=== What you have to do ===
Once you have checked each line below, report only the number of lines that contain the word "washing".

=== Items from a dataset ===
Segment Open
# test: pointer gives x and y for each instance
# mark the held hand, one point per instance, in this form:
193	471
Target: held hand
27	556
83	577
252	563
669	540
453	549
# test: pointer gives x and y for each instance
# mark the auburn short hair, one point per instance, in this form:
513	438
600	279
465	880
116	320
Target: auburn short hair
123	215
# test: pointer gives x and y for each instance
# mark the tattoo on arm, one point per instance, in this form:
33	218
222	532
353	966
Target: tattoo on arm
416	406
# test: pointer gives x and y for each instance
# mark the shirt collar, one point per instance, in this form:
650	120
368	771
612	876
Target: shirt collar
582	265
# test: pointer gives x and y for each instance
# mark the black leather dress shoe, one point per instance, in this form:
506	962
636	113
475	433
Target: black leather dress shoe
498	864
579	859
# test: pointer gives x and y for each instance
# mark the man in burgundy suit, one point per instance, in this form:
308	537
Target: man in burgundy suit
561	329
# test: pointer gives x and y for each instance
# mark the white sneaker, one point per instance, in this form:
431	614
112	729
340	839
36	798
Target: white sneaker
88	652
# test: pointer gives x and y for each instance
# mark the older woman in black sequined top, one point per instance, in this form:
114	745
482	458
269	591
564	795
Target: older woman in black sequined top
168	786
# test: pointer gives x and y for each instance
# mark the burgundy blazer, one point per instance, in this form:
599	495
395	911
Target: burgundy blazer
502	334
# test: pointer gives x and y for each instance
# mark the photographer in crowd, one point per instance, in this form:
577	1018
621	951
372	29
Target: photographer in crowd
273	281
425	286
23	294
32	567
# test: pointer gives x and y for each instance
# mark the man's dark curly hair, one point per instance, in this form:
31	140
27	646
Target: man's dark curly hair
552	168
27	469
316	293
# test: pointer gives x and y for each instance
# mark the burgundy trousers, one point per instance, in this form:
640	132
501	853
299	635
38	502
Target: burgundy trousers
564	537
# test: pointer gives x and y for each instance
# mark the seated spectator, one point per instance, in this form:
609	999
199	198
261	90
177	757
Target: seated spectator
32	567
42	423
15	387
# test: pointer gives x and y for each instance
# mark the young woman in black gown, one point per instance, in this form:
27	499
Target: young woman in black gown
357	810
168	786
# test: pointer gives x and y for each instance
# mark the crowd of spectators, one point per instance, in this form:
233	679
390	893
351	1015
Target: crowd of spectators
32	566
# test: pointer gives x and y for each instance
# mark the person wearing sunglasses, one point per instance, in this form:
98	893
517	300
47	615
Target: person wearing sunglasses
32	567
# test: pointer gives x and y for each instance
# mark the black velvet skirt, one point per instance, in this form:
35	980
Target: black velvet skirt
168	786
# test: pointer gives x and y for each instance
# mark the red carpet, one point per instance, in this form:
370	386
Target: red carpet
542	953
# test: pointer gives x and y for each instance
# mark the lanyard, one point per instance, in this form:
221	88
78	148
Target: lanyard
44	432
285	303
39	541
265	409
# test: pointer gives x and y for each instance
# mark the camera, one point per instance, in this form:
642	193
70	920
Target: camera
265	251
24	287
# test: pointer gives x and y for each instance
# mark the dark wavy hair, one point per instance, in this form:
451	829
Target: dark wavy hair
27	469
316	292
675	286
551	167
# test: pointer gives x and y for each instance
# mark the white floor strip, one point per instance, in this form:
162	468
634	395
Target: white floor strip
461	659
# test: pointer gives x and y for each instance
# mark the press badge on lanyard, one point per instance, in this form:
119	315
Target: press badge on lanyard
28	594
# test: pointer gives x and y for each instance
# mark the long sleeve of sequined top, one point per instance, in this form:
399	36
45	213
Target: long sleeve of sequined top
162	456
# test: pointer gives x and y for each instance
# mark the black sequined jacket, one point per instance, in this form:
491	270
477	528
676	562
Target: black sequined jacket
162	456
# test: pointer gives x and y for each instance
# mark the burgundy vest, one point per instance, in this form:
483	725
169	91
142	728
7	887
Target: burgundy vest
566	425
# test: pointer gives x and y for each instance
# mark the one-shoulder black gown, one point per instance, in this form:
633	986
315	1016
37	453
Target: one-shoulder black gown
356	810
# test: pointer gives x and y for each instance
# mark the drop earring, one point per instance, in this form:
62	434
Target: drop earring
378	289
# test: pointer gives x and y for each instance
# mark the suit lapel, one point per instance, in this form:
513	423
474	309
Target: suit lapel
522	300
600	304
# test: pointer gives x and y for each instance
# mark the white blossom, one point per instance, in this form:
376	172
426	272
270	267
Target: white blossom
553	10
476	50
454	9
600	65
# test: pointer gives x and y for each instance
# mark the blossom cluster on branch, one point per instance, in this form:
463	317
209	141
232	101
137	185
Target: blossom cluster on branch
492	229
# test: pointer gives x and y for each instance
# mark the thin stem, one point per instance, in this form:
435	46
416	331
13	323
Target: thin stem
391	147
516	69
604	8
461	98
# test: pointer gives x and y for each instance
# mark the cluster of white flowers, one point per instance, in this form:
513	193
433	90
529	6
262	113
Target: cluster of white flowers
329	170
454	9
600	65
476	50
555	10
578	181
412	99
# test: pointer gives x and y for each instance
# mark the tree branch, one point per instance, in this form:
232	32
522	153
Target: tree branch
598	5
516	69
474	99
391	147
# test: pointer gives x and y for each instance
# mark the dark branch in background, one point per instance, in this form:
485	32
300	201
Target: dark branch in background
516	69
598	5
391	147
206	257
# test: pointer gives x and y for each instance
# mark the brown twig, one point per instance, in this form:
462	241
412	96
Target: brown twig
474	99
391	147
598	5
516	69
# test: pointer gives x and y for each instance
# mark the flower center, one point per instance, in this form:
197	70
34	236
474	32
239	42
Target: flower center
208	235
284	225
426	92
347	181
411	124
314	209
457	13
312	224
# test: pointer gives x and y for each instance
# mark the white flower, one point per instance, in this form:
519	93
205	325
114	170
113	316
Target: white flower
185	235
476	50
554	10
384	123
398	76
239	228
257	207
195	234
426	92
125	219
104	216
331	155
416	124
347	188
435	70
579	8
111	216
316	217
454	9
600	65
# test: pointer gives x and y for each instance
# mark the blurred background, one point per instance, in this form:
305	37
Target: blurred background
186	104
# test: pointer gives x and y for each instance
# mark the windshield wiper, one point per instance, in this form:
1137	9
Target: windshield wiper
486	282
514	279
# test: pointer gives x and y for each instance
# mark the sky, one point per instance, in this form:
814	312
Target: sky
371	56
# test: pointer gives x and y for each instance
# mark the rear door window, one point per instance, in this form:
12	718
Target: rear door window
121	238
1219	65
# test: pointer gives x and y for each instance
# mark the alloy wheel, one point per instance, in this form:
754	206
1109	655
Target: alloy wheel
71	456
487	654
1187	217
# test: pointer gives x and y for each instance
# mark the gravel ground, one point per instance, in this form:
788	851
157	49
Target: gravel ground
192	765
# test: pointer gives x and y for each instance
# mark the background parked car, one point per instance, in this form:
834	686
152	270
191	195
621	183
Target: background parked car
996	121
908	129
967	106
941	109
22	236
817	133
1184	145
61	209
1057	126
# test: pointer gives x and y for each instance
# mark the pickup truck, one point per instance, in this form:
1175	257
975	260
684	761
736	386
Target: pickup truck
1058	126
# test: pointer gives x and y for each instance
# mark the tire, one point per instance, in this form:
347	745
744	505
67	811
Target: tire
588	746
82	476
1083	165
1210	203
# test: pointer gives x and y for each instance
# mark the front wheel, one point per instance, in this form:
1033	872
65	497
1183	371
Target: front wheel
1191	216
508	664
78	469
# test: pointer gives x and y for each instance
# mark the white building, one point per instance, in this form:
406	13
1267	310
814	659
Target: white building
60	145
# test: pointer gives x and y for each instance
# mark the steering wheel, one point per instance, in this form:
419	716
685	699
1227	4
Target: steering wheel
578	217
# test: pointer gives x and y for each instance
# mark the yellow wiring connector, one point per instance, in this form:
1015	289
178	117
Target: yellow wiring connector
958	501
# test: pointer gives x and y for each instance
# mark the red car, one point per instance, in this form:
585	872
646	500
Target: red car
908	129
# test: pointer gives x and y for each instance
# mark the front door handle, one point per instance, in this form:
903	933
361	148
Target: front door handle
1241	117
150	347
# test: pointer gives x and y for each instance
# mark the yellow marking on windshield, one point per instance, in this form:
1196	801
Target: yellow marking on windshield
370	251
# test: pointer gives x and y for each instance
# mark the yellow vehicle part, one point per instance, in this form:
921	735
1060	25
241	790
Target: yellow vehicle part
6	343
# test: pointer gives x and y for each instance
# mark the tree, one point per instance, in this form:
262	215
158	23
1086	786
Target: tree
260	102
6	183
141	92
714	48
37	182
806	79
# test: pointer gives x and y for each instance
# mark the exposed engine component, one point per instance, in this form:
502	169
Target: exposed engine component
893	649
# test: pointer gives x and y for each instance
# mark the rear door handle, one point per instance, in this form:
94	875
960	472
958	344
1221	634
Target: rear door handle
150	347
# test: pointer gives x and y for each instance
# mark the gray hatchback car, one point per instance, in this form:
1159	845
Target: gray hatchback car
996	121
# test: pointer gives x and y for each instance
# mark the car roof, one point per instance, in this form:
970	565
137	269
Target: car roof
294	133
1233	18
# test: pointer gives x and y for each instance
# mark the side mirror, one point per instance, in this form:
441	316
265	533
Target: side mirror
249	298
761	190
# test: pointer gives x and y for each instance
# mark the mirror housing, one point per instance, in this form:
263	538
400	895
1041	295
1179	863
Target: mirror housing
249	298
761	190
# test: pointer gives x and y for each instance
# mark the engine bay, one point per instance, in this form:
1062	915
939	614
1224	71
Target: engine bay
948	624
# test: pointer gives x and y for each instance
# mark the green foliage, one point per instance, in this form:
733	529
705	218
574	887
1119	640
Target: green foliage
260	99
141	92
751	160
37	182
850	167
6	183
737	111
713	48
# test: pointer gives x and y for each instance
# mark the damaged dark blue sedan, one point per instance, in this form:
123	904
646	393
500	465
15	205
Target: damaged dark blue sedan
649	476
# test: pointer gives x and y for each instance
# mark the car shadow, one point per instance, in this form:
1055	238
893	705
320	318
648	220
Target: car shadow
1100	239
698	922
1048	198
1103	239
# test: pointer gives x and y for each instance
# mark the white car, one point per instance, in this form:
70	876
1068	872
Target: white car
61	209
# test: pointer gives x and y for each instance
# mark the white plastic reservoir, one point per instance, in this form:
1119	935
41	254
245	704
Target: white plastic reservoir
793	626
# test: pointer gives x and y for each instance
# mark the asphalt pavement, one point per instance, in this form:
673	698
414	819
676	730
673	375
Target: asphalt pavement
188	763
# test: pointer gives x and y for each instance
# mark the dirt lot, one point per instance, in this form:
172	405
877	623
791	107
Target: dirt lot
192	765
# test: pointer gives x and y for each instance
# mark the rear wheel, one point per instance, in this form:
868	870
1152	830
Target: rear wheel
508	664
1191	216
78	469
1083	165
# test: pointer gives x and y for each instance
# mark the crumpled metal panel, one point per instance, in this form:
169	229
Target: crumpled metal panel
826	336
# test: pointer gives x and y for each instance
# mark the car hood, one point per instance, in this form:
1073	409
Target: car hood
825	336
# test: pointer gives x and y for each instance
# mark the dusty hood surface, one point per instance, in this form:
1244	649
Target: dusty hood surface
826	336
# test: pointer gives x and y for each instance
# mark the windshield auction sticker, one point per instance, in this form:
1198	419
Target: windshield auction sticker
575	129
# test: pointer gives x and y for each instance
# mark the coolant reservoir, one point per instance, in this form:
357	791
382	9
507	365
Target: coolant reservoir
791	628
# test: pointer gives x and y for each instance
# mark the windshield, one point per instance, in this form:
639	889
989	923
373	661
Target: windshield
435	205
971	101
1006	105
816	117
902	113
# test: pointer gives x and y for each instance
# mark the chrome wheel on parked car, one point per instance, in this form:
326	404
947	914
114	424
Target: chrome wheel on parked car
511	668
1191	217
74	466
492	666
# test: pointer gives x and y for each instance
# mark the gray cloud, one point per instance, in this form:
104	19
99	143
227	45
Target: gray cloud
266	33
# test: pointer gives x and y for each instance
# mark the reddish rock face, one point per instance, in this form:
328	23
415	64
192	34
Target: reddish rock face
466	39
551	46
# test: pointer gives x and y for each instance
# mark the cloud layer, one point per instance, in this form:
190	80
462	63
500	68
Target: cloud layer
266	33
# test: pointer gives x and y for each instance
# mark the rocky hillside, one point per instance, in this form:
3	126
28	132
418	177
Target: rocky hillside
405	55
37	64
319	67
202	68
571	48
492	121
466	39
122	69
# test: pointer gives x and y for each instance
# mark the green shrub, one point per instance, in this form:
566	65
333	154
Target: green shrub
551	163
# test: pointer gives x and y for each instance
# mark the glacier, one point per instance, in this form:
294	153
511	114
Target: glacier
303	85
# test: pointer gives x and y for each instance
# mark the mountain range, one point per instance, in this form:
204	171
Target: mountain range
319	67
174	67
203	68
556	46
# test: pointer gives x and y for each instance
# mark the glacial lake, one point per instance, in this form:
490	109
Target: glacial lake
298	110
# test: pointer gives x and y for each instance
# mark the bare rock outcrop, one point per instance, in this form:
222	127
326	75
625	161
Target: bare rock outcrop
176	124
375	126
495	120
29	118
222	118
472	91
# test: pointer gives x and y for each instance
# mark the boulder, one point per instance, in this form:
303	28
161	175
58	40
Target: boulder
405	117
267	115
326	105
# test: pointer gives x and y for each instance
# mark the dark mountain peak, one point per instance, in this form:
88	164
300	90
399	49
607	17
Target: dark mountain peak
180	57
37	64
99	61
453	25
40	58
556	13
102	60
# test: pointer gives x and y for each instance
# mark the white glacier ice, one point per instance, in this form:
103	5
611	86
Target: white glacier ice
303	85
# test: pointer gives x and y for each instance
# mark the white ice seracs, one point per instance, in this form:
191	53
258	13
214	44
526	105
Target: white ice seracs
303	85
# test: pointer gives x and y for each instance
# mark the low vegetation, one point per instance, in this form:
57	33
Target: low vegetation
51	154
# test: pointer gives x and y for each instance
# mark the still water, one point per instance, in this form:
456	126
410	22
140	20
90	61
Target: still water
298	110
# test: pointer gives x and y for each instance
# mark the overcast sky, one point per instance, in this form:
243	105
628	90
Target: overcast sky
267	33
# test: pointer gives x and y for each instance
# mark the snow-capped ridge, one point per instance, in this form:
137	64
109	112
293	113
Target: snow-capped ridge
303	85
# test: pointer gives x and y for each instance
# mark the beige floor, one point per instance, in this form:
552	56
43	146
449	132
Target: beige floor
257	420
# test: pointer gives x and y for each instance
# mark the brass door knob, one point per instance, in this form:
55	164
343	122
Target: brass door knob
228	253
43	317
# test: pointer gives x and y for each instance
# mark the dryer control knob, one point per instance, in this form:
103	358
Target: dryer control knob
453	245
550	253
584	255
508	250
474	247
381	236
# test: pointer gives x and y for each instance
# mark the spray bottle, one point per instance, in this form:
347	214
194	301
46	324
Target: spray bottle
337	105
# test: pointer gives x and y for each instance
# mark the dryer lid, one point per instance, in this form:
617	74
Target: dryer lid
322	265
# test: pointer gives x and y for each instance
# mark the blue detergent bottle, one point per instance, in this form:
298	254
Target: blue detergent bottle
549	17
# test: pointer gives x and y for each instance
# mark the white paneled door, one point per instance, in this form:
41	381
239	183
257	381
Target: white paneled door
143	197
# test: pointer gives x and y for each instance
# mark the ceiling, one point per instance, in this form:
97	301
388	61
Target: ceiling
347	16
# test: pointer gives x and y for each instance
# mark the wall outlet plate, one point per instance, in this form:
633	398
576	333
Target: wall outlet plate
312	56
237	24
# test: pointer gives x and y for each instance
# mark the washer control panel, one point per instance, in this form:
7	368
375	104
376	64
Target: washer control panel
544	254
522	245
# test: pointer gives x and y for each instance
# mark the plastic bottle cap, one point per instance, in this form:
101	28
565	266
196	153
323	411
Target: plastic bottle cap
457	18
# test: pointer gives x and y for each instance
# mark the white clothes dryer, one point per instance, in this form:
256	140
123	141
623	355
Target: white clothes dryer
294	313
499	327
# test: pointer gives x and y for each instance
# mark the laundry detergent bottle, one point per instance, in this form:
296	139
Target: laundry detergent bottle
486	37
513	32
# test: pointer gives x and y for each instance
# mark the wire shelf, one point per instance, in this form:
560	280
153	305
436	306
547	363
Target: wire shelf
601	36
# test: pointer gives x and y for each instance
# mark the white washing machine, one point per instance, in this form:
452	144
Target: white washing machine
Segment Closed
=== Problem solution ===
2